Hormuz risk: 16M barrels move as Iran claims closure, U.S. denies
Original: U.S. and Iran begin peace talks amid conflicting claims over Strait of Hormuz View original →
About 16 million barrels of oil moved through the Strait of Hormuz in one day, according to Vice President JD Vance, while Iran said the waterway had been closed again and U.S. officials denied that claim. The CNBC report was published after fresh Israeli strikes in Lebanon and ahead of U.S.-Iran talks in Switzerland.
The market stake is the physical flow rather than a single equity ticker. Hormuz is a critical oil chokepoint, and even a disputed closure claim can lift freight, insurance, and crude-risk premia if tanker operators slow voyages. Vance said the U.S. side had seen 16 million barrels move through the route, framing the passage as evidence that the strait remained usable despite Tehran's warning.
Iran's Tasnim news agency, cited by Reuters in the CNBC article, said the strait would not be reopened unless the Lebanon ceasefire was respected and waivers for Iranian oil sales were issued. Iran's joint military command tied the closure claim to Israeli operations in Lebanon and alleged U.S. failure to meet commitments under the truce framework. AP, cited in the same report, said Israeli strikes in southern Lebanon killed at least 16 people, including two children.

(Pointing dataset records)
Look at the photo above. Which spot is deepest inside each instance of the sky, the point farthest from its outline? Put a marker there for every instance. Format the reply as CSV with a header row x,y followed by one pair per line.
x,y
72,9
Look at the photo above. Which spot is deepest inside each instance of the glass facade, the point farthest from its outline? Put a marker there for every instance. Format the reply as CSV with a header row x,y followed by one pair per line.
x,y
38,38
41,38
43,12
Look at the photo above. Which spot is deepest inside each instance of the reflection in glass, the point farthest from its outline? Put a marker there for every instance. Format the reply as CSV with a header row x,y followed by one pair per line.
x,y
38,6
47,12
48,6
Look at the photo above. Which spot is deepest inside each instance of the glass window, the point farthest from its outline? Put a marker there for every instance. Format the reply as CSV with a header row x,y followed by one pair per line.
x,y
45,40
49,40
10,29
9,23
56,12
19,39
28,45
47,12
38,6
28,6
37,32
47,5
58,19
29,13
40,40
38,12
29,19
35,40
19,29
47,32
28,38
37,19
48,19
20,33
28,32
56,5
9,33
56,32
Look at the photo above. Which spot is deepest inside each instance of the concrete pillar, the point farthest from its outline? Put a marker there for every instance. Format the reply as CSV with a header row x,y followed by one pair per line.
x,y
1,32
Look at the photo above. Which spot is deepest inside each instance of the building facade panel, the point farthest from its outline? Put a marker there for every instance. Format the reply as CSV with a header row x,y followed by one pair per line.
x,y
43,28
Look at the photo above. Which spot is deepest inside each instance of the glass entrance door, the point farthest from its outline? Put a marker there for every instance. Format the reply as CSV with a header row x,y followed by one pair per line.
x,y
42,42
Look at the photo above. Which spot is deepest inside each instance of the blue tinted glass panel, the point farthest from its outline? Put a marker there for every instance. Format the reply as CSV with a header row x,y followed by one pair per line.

_WHAT TO DO_
Repeat verbatim the stretch of the Strait of Hormuz article that opens with the words containing "The market stake" and closes with "despite Tehran's warning.".

_EXERCISE SOLUTION_
The market stake is the physical flow rather than a single equity ticker. Hormuz is a critical oil chokepoint, and even a disputed closure claim can lift freight, insurance, and crude-risk premia if tanker operators slow voyages. Vance said the U.S. side had seen 16 million barrels move through the route, framing the passage as evidence that the strait remained usable despite Tehran's warning.